### Instruction:
Count the lines below that contain the word "green". Give only the number.

Region annotation lines
⟨
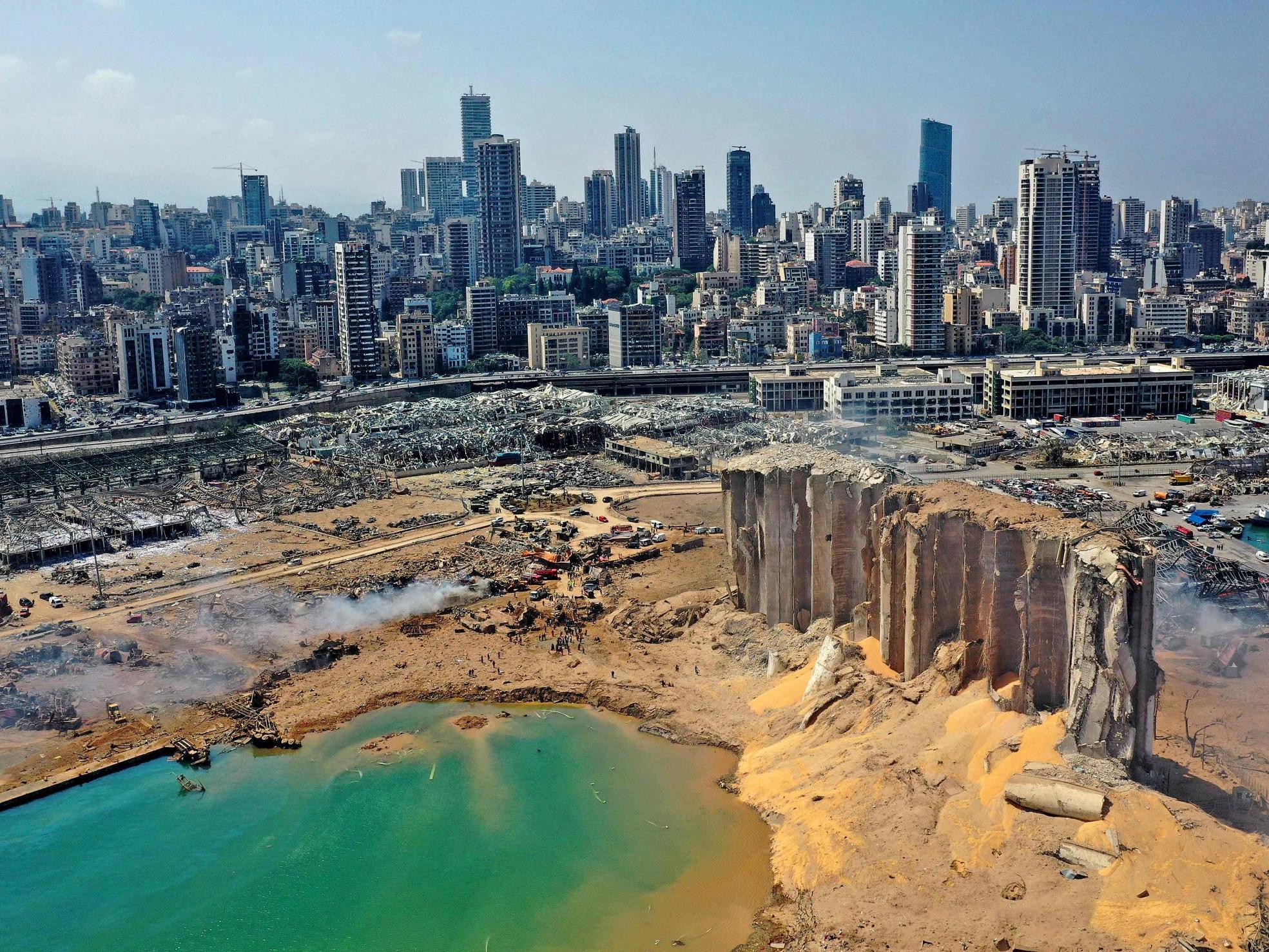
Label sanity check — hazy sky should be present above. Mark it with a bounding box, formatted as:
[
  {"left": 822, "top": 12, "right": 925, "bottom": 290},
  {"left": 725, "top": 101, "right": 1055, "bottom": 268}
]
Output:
[{"left": 0, "top": 0, "right": 1269, "bottom": 217}]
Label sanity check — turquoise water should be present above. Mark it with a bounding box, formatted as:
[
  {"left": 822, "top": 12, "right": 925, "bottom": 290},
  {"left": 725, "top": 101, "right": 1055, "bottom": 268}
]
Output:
[{"left": 0, "top": 704, "right": 770, "bottom": 952}]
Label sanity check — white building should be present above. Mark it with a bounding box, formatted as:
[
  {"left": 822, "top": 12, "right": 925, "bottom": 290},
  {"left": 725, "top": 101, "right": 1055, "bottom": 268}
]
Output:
[{"left": 898, "top": 219, "right": 947, "bottom": 354}]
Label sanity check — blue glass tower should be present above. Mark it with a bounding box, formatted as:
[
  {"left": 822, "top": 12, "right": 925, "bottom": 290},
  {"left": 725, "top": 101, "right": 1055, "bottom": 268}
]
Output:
[{"left": 916, "top": 119, "right": 952, "bottom": 222}]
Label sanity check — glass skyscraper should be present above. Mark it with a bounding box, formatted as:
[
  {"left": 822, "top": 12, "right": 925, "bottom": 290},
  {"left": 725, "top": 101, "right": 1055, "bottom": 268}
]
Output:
[{"left": 916, "top": 119, "right": 953, "bottom": 222}]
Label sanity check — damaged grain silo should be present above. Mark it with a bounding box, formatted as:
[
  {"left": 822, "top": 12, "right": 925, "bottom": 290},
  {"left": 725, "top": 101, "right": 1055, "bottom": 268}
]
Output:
[{"left": 722, "top": 445, "right": 1159, "bottom": 761}]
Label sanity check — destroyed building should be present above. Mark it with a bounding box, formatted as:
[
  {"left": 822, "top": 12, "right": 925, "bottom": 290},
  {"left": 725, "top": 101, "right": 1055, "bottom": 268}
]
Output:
[{"left": 722, "top": 447, "right": 1160, "bottom": 763}]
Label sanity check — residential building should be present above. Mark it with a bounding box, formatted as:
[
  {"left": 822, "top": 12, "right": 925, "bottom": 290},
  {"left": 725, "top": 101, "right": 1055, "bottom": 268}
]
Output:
[
  {"left": 581, "top": 169, "right": 614, "bottom": 237},
  {"left": 57, "top": 333, "right": 118, "bottom": 396},
  {"left": 985, "top": 356, "right": 1194, "bottom": 420},
  {"left": 1018, "top": 152, "right": 1075, "bottom": 318},
  {"left": 528, "top": 324, "right": 590, "bottom": 371},
  {"left": 824, "top": 364, "right": 974, "bottom": 425},
  {"left": 608, "top": 305, "right": 661, "bottom": 369},
  {"left": 396, "top": 307, "right": 436, "bottom": 380},
  {"left": 613, "top": 126, "right": 643, "bottom": 228},
  {"left": 114, "top": 321, "right": 171, "bottom": 400},
  {"left": 458, "top": 86, "right": 494, "bottom": 197},
  {"left": 674, "top": 168, "right": 712, "bottom": 271},
  {"left": 727, "top": 146, "right": 754, "bottom": 237},
  {"left": 911, "top": 119, "right": 952, "bottom": 224},
  {"left": 476, "top": 137, "right": 524, "bottom": 278},
  {"left": 173, "top": 324, "right": 220, "bottom": 410},
  {"left": 897, "top": 216, "right": 947, "bottom": 354},
  {"left": 335, "top": 241, "right": 380, "bottom": 381}
]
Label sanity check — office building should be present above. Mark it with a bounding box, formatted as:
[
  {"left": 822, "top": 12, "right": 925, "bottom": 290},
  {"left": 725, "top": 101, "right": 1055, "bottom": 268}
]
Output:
[
  {"left": 242, "top": 175, "right": 270, "bottom": 225},
  {"left": 57, "top": 333, "right": 118, "bottom": 396},
  {"left": 581, "top": 169, "right": 614, "bottom": 237},
  {"left": 897, "top": 216, "right": 947, "bottom": 354},
  {"left": 647, "top": 166, "right": 674, "bottom": 228},
  {"left": 476, "top": 137, "right": 524, "bottom": 278},
  {"left": 458, "top": 86, "right": 494, "bottom": 198},
  {"left": 114, "top": 321, "right": 171, "bottom": 400},
  {"left": 1116, "top": 197, "right": 1146, "bottom": 245},
  {"left": 674, "top": 168, "right": 712, "bottom": 271},
  {"left": 1185, "top": 221, "right": 1225, "bottom": 270},
  {"left": 613, "top": 126, "right": 643, "bottom": 228},
  {"left": 335, "top": 241, "right": 380, "bottom": 381},
  {"left": 523, "top": 179, "right": 554, "bottom": 225},
  {"left": 420, "top": 155, "right": 476, "bottom": 222},
  {"left": 396, "top": 307, "right": 436, "bottom": 380},
  {"left": 173, "top": 324, "right": 220, "bottom": 410},
  {"left": 132, "top": 198, "right": 165, "bottom": 248},
  {"left": 441, "top": 219, "right": 480, "bottom": 289},
  {"left": 1159, "top": 195, "right": 1198, "bottom": 248},
  {"left": 913, "top": 119, "right": 952, "bottom": 224},
  {"left": 750, "top": 186, "right": 775, "bottom": 235},
  {"left": 608, "top": 305, "right": 661, "bottom": 369},
  {"left": 824, "top": 364, "right": 974, "bottom": 424},
  {"left": 527, "top": 324, "right": 590, "bottom": 371},
  {"left": 983, "top": 356, "right": 1194, "bottom": 420},
  {"left": 401, "top": 166, "right": 423, "bottom": 212},
  {"left": 727, "top": 147, "right": 754, "bottom": 237},
  {"left": 1018, "top": 153, "right": 1075, "bottom": 318},
  {"left": 1071, "top": 155, "right": 1110, "bottom": 271}
]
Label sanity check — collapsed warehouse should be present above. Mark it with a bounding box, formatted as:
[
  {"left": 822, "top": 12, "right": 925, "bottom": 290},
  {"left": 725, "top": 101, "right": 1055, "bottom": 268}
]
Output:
[
  {"left": 722, "top": 447, "right": 1159, "bottom": 762},
  {"left": 264, "top": 385, "right": 873, "bottom": 475}
]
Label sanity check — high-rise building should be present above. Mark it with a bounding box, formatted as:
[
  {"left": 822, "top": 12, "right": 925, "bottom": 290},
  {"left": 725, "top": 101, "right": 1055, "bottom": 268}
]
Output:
[
  {"left": 581, "top": 169, "right": 614, "bottom": 237},
  {"left": 443, "top": 216, "right": 480, "bottom": 289},
  {"left": 608, "top": 305, "right": 661, "bottom": 369},
  {"left": 1159, "top": 195, "right": 1198, "bottom": 248},
  {"left": 467, "top": 280, "right": 498, "bottom": 356},
  {"left": 750, "top": 186, "right": 775, "bottom": 235},
  {"left": 132, "top": 198, "right": 162, "bottom": 248},
  {"left": 401, "top": 168, "right": 425, "bottom": 212},
  {"left": 1071, "top": 153, "right": 1110, "bottom": 271},
  {"left": 727, "top": 146, "right": 754, "bottom": 237},
  {"left": 114, "top": 320, "right": 171, "bottom": 400},
  {"left": 913, "top": 119, "right": 952, "bottom": 222},
  {"left": 1018, "top": 152, "right": 1076, "bottom": 318},
  {"left": 613, "top": 126, "right": 643, "bottom": 228},
  {"left": 1116, "top": 198, "right": 1146, "bottom": 245},
  {"left": 523, "top": 179, "right": 554, "bottom": 225},
  {"left": 420, "top": 155, "right": 476, "bottom": 221},
  {"left": 476, "top": 137, "right": 524, "bottom": 278},
  {"left": 173, "top": 324, "right": 220, "bottom": 410},
  {"left": 897, "top": 216, "right": 947, "bottom": 354},
  {"left": 458, "top": 86, "right": 494, "bottom": 197},
  {"left": 1185, "top": 221, "right": 1225, "bottom": 270},
  {"left": 833, "top": 171, "right": 864, "bottom": 217},
  {"left": 242, "top": 175, "right": 269, "bottom": 225},
  {"left": 907, "top": 182, "right": 933, "bottom": 216},
  {"left": 335, "top": 241, "right": 380, "bottom": 381},
  {"left": 647, "top": 165, "right": 674, "bottom": 228},
  {"left": 674, "top": 168, "right": 712, "bottom": 271}
]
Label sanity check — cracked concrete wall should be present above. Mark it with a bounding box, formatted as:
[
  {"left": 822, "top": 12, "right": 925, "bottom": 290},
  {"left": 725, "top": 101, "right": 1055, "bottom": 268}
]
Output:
[{"left": 722, "top": 445, "right": 1159, "bottom": 759}]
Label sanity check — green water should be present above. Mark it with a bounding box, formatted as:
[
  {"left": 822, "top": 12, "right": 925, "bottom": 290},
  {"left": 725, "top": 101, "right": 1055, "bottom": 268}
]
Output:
[{"left": 0, "top": 704, "right": 770, "bottom": 952}]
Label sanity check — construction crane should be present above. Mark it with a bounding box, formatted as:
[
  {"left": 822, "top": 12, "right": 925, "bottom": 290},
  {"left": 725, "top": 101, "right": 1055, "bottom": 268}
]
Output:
[{"left": 212, "top": 162, "right": 260, "bottom": 191}]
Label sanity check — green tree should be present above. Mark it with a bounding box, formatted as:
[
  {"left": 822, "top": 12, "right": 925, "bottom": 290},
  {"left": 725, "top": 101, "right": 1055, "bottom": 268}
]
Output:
[{"left": 278, "top": 356, "right": 317, "bottom": 393}]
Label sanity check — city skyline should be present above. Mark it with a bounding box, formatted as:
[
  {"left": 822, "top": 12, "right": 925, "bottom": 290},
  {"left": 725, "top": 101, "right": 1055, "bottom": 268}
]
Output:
[{"left": 0, "top": 0, "right": 1269, "bottom": 217}]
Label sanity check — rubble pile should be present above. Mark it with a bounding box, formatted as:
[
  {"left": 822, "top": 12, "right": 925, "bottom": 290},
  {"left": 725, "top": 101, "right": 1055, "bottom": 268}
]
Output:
[{"left": 263, "top": 385, "right": 873, "bottom": 474}]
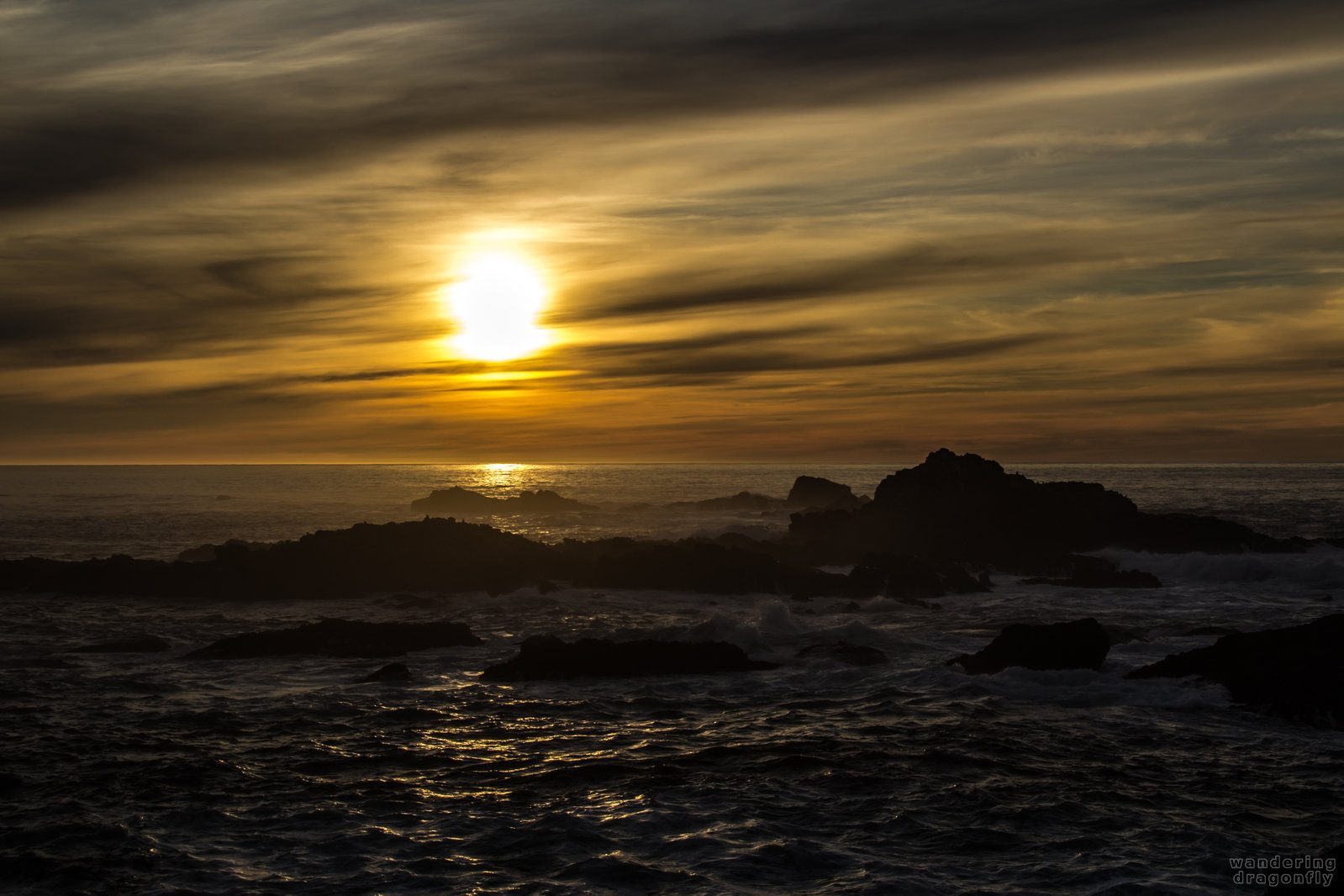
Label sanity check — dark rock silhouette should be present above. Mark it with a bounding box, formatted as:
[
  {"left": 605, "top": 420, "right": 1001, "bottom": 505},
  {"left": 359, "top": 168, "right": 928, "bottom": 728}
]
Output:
⟩
### Written response:
2